Data provided Block Start

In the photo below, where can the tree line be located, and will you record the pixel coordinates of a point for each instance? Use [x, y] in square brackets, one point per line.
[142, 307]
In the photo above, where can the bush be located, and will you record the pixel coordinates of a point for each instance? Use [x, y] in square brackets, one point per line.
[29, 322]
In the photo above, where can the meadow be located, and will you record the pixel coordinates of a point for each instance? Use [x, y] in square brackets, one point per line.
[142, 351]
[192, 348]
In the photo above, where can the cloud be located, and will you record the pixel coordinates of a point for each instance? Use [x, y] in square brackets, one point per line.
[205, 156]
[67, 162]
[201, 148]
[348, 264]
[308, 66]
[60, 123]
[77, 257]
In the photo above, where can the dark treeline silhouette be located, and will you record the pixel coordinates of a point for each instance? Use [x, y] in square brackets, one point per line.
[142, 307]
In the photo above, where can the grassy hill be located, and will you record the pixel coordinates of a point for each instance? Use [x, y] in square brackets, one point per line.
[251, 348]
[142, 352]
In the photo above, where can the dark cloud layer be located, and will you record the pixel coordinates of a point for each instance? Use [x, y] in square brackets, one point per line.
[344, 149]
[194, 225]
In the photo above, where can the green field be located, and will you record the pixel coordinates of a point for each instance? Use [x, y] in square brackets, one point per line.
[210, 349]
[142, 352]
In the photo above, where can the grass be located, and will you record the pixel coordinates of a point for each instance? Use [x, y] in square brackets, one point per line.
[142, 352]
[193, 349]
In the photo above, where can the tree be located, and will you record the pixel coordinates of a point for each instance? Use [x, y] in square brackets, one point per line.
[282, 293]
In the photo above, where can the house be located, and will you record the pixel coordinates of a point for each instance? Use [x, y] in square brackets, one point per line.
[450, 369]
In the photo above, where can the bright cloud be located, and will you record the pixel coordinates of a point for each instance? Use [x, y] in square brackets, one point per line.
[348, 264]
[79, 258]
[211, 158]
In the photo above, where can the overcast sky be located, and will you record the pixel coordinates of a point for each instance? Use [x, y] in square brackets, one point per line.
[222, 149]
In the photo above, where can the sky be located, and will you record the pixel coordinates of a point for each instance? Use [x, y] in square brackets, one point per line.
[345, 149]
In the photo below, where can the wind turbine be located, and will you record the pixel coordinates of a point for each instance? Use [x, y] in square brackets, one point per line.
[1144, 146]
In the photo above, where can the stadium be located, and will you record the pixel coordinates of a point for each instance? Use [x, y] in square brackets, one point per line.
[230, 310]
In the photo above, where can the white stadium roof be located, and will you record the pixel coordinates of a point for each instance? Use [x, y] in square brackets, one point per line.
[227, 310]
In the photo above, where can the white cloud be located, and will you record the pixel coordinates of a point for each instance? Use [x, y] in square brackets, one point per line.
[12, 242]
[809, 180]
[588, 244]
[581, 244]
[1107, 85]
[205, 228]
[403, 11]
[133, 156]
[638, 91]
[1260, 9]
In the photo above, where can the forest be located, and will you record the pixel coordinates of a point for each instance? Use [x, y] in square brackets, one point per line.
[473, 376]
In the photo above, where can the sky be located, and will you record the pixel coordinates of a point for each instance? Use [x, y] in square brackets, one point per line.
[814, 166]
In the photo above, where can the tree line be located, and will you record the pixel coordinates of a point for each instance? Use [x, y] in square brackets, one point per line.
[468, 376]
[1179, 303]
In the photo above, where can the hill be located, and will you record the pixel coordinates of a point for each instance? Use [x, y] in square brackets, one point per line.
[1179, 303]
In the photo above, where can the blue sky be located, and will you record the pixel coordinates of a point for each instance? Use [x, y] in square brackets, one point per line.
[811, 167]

Data provided Block End

> _Action item_
Nothing in the entries above should differ when you return them in full.

> _Solution to the exercise_
In the photo below, where can the tree line be located, and will you record the pixel coordinates of a point for each instance? Use [x, y] in square brackets, one point per line.
[142, 307]
In the photo above, where can the bush be located, and will you record the pixel coordinates of a point for each instance? Use [x, y] in square brackets, one point per line.
[29, 322]
In the photo above, where can the meadow be located, and will you record the pixel coordinates of a point for each instance? Use [x, y] in square brackets, one point per line.
[142, 351]
[192, 348]
In the photo above, where can the cloud be located, and will you record the pixel coordinates of a point for each instance? Use [x, y] in square brackets, one point per line.
[205, 156]
[67, 162]
[201, 148]
[348, 264]
[308, 66]
[60, 123]
[77, 257]
In the photo above, where can the dark treeline silhouette be located, and will you record the pixel coordinates of a point for each instance? Use [x, y] in square brackets, one point per line.
[142, 307]
In the photo above, where can the grassy hill be located, and will you record the pixel coordinates of a point for each instance? Use [x, y] in square brackets, one point per line.
[251, 348]
[142, 352]
In the photo above, where can the dark cloud layer be located, and will you record the pixel coordinates of a point for each instance? Use [x, y] in square brackets, one point per line.
[344, 149]
[194, 225]
In the photo above, where can the green field be located, and will you record the pixel coordinates of a point for each instance? Use [x, y] in square brackets, one point per line.
[210, 349]
[142, 352]
In the photo above, where can the grass be located, and will you record the pixel coordinates of a point for each instance? Use [x, y] in square brackets, one point per line.
[142, 352]
[193, 349]
In the photo above, where can the tree be located, and will you record the pixel coordinates of a point for each instance? Use [x, y] in square brackets, one point per line.
[282, 293]
In the photo above, where can the house be located, and will you record the pixel coordinates of a point for each instance? Use [x, y] in square brackets, one point per line.
[450, 369]
In the photo above, where can the bright cloud be located, and will you record the pixel coordinates of a point for each instance? Use [x, y] in square brackets, one point per line.
[348, 264]
[79, 258]
[211, 158]
In the photo above, where can the overcast sky be located, and will you record the pixel coordinates of a point for each instance? Use [x, y] in square brackets, one point per line.
[222, 149]
In the photo above, where can the sky be located, and will you record the pixel coordinates of a point for each instance? Use [x, y] in square brackets, one point per line.
[345, 149]
In the photo below, where can the wind turbine be located, and will you record the pixel coordinates of a point for each instance? Use [x, y] in square brackets, one point per line.
[1144, 146]
In the photo above, where can the stadium be located, and will you record the pixel coordinates of a point for each instance? Use [x, y] in square brackets, one point per line.
[230, 310]
In the photo above, where can the white stadium roof be located, and will you record the pixel coordinates of a point for each instance? Use [x, y] in square brackets, one point per line.
[227, 310]
In the photo above, where can the white cloud be located, and will you record the pixel coordinates of a point for each instance? Use [x, y] in square brackets, one point per line.
[12, 242]
[809, 180]
[588, 244]
[581, 244]
[1107, 85]
[205, 228]
[403, 11]
[133, 156]
[638, 91]
[1260, 9]
In the photo above, where can the forest be located, and will you record the pixel coordinates of a point for each instance? Use [x, y] in square brackets, one point per line.
[473, 376]
In the photo above, where can the sky be located, and will you record the pixel coordinates of a point for each instance? Use [x, y] in square brackets, one point per line.
[814, 166]
In the photo above, where can the tree line be located, and will you record the pixel coordinates of a point for each instance? Use [x, y] in square brackets, one point per line.
[468, 376]
[1179, 303]
In the photo above, where can the hill be located, and will you record the pixel coordinates of a point for each instance? Use [x, y] in square brackets, one point per line.
[1179, 303]
In the photo above, where can the blue sky be located, and will you record the pixel coordinates of a point for each instance? Use [x, y] in square brackets, one point per line.
[811, 167]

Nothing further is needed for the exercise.